Brief:
Filter the listing below, keeping only the lines that contain the word "point", and copy each of those lines.
## BEGIN Record extracts
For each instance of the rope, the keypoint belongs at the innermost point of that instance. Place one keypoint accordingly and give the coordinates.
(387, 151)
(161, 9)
## END Record extracts
## BEGIN Record extracts
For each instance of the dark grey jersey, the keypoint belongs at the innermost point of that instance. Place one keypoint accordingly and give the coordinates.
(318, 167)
## END Record extracts
Exercise response:
For each instance of the rope, the keypoint belongs at the innermost point of that instance. Place one keypoint accordingly and give the coordinates.
For each instance of the dark grey jersey, the keypoint belongs at the innermost point of that instance. Place one keypoint accordingly and give the coordinates.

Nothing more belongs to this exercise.